=== Begin Enclosure ===

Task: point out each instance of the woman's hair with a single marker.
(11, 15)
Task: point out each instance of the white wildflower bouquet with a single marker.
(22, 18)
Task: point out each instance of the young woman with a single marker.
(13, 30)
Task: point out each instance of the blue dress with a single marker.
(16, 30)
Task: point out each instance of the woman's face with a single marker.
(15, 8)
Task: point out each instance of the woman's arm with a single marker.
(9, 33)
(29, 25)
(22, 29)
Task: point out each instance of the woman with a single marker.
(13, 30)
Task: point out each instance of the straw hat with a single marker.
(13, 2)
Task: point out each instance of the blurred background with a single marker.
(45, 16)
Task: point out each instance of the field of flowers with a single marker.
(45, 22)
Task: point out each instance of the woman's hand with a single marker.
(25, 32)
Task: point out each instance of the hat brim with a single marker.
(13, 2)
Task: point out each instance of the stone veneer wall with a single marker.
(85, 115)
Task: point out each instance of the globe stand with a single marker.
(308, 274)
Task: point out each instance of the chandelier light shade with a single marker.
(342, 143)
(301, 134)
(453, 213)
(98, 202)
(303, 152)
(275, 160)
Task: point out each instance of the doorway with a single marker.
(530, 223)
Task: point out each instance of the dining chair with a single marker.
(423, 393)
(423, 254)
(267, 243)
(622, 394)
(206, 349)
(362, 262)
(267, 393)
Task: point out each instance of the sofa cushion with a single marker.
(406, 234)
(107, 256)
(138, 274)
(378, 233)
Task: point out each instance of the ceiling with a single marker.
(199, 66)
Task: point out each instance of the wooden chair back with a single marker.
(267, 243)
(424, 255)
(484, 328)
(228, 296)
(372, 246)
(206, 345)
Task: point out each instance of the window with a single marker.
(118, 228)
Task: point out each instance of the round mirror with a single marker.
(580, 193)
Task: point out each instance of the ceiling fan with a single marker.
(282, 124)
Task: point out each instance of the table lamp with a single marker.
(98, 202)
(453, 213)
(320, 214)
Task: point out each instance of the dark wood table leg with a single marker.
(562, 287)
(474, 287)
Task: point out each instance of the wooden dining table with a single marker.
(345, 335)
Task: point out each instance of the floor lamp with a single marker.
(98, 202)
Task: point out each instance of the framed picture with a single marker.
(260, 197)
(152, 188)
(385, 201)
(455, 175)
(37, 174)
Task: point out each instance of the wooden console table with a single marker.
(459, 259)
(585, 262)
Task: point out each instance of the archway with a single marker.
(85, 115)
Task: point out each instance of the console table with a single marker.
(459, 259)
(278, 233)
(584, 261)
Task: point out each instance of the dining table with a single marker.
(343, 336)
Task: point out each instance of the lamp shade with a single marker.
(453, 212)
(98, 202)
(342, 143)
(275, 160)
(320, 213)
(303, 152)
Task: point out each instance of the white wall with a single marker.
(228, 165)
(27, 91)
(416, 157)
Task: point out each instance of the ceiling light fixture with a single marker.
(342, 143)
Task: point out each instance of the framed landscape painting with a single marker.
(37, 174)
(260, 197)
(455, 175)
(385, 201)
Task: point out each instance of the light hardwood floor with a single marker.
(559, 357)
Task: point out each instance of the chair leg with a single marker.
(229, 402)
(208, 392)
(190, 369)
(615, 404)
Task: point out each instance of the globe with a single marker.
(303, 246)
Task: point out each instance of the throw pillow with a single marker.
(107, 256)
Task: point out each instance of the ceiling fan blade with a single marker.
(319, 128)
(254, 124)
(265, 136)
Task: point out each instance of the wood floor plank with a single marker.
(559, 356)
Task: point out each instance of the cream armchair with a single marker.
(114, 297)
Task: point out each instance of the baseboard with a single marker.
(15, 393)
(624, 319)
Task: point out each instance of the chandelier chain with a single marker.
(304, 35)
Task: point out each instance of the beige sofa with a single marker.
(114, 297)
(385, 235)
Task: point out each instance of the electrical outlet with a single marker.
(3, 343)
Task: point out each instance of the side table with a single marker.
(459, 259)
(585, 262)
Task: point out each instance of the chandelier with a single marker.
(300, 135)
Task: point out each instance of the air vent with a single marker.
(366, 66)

=== End Enclosure ===

Print only the lines running from the one with "Task: point out each instance of the framed landscape" to the final line of the data above, each exactly as it appears.

Task: point out each instance of the framed landscape painting with a single marker.
(37, 174)
(260, 197)
(455, 175)
(385, 201)
Task: point out each instance of the light hardwood floor with a single marker.
(559, 357)
Task: point out each instance of the chair leg with a single marker.
(229, 402)
(208, 392)
(190, 369)
(615, 404)
Task: point out each instance of the globe with a single marker.
(303, 246)
Task: point out each instance of the throw pillow with a single marker.
(107, 256)
Task: point out each instance of the ceiling fan blade with a single marker.
(319, 128)
(254, 124)
(265, 136)
Task: point out each instance of the wood floor plank with a single marker.
(559, 356)
Task: point out each instance of the cream armchair with a single marker.
(114, 297)
Task: point out each instance of the baseboard with a single marker.
(15, 393)
(624, 319)
Task: point out each instance of the chandelier chain with a single marker.
(304, 35)
Task: point out each instance of the beige sofa with a single marker.
(114, 297)
(385, 235)
Task: point out each instance of the electrical outlet with a single marker.
(3, 343)
Task: point out each instance of the side table with a single marker.
(459, 259)
(585, 262)
Task: point out each instance of the chandelier with a single marker.
(300, 135)
Task: point out each instance of the air vent with a single marker.
(366, 66)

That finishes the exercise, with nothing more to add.